MATERIAL SUPPLIED
+++++

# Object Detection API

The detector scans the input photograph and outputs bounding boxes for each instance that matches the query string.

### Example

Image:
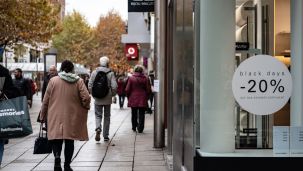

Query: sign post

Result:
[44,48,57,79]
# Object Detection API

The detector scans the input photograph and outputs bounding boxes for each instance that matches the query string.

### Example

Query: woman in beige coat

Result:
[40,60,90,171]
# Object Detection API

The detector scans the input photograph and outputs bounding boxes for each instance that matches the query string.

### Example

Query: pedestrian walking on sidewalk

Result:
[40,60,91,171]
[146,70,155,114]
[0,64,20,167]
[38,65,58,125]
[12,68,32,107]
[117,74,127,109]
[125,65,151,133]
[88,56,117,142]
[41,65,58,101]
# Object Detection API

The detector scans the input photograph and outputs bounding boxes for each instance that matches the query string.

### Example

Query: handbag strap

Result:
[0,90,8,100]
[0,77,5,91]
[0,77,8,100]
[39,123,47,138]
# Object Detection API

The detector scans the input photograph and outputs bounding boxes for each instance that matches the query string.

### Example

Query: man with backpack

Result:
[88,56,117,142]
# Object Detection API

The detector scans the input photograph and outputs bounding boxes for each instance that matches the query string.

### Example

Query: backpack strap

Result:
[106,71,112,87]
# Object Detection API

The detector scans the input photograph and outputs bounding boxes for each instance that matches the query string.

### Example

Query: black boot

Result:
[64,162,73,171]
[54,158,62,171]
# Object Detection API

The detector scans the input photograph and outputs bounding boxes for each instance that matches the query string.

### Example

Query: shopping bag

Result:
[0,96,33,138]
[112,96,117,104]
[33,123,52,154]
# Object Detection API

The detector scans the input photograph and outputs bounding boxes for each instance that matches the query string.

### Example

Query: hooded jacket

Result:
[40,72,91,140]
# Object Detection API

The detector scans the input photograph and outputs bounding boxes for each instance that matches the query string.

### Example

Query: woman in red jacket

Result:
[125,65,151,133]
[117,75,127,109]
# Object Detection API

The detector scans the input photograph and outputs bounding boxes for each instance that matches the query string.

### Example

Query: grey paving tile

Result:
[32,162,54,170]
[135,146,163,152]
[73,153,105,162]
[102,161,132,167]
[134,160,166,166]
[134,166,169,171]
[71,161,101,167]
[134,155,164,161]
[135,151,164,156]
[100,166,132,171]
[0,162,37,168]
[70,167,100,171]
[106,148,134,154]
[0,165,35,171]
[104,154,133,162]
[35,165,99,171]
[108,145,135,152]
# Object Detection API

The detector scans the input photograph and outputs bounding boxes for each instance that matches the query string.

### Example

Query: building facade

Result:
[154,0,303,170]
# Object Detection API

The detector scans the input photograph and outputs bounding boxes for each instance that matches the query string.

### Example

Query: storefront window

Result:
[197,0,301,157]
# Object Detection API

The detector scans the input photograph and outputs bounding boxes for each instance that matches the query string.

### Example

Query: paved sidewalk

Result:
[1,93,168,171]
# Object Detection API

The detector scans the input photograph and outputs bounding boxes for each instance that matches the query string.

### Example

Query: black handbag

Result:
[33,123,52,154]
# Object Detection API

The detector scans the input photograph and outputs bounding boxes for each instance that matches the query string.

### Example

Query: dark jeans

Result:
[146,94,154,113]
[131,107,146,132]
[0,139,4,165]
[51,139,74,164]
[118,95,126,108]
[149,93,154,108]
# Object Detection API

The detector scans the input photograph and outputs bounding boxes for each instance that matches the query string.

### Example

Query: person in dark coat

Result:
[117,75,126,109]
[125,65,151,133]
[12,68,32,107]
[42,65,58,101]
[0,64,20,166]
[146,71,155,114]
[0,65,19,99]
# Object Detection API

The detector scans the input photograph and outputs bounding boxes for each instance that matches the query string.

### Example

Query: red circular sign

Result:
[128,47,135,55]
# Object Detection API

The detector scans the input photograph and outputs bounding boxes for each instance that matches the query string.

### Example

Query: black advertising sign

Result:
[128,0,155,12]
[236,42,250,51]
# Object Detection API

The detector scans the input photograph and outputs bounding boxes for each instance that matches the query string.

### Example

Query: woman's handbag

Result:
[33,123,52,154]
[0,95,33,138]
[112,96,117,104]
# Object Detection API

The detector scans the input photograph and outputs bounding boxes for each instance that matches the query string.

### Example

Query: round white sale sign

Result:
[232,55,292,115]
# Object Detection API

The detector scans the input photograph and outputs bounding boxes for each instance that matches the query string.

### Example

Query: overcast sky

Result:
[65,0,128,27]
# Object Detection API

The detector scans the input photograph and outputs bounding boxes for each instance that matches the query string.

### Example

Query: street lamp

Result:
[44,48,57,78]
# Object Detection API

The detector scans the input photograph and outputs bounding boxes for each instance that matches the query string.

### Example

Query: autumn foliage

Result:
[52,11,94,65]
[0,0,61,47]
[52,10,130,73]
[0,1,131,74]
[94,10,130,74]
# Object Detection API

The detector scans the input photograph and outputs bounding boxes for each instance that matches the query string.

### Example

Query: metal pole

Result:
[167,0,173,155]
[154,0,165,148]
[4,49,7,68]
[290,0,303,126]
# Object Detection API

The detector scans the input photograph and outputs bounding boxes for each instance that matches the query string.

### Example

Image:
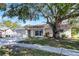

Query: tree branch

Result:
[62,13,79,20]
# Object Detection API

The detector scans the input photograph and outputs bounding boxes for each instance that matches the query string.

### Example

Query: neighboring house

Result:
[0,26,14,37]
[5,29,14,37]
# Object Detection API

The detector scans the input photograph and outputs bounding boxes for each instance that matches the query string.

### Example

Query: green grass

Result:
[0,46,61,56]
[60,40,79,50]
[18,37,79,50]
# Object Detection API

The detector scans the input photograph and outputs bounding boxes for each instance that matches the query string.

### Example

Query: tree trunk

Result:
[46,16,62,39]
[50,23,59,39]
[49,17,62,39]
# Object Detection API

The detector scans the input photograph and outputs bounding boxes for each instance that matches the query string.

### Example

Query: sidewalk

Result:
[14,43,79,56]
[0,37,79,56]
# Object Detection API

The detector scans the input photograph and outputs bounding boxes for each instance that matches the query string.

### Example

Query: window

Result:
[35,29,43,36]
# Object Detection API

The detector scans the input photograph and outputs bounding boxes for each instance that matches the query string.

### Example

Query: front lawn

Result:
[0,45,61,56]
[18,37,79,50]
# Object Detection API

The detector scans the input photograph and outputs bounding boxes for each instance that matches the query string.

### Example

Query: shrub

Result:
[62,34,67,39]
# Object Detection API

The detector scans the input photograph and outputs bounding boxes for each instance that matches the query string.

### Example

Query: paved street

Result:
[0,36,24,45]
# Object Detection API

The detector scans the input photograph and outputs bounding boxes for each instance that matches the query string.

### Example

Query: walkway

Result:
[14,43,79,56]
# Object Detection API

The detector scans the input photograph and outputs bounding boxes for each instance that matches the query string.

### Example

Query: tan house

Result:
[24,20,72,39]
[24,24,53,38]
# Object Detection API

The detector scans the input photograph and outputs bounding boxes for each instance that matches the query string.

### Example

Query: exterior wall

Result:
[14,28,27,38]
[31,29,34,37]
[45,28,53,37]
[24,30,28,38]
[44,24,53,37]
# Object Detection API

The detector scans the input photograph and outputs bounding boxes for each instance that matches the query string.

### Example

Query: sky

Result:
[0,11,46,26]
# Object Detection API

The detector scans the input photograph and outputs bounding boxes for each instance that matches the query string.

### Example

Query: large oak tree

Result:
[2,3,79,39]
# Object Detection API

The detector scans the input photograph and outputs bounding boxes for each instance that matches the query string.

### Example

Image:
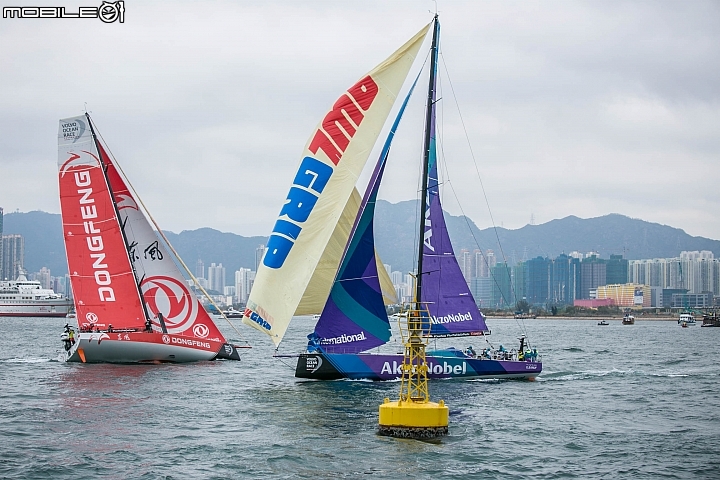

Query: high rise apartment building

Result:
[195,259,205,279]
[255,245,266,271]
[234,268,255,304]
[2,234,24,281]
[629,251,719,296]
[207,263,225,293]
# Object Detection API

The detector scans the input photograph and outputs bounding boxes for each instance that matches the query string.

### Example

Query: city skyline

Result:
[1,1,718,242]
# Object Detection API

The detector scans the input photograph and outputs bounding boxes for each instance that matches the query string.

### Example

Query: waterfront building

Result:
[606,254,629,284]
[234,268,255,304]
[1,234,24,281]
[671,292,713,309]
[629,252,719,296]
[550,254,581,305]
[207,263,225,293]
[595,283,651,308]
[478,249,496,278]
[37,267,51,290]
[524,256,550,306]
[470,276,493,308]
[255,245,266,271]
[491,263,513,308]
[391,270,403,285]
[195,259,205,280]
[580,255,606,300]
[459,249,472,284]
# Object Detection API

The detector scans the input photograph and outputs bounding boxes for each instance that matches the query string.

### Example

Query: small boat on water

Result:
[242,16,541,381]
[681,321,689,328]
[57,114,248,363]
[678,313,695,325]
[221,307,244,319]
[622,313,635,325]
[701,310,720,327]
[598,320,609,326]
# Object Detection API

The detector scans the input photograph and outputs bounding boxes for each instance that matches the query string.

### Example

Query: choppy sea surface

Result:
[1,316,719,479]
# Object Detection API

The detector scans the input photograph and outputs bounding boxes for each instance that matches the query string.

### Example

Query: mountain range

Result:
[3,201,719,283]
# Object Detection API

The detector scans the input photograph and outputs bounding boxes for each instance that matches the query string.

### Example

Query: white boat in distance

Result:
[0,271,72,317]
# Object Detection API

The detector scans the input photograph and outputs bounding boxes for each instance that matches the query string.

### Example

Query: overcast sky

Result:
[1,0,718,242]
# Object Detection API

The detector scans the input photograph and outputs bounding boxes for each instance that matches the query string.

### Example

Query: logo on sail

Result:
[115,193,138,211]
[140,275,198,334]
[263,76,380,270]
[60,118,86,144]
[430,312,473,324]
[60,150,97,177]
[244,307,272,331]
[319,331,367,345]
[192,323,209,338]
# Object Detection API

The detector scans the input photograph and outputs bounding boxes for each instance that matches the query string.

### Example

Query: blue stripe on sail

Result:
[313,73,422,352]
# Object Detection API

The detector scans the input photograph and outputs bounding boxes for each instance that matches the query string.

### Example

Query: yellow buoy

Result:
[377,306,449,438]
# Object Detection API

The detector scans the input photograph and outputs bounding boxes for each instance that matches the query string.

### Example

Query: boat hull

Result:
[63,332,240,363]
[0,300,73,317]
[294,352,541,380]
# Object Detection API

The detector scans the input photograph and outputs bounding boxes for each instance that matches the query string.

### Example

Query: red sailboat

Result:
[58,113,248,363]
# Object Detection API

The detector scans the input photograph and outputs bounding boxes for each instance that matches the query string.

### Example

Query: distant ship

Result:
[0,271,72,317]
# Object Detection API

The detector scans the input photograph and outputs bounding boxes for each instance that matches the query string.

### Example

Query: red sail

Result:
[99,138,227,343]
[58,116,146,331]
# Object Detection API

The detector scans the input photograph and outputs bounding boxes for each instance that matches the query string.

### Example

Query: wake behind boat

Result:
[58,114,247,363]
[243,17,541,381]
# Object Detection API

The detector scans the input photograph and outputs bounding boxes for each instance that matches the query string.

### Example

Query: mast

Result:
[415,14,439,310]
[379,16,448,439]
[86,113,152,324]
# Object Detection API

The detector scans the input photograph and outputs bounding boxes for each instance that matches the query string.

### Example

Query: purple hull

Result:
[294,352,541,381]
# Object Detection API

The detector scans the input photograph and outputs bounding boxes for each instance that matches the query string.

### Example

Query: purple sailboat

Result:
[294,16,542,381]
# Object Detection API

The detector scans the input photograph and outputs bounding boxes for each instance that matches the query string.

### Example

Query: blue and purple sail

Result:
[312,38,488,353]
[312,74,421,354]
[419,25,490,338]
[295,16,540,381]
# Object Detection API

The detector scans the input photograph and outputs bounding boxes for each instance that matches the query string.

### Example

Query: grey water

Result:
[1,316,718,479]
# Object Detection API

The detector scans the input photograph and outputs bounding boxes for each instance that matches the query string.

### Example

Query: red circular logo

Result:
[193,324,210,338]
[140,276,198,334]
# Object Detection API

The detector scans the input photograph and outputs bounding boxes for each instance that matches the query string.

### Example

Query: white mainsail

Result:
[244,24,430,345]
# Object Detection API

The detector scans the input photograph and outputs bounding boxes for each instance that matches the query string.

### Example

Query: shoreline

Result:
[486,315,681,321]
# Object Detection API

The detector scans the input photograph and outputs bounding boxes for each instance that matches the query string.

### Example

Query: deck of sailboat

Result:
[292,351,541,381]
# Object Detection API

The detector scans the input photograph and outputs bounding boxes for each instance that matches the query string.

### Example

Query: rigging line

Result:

+++++

WHAT TO DO
Show all lines above holding "circular".

EXPECTED OUTPUT
Query: red circular sign
Query: red circular logo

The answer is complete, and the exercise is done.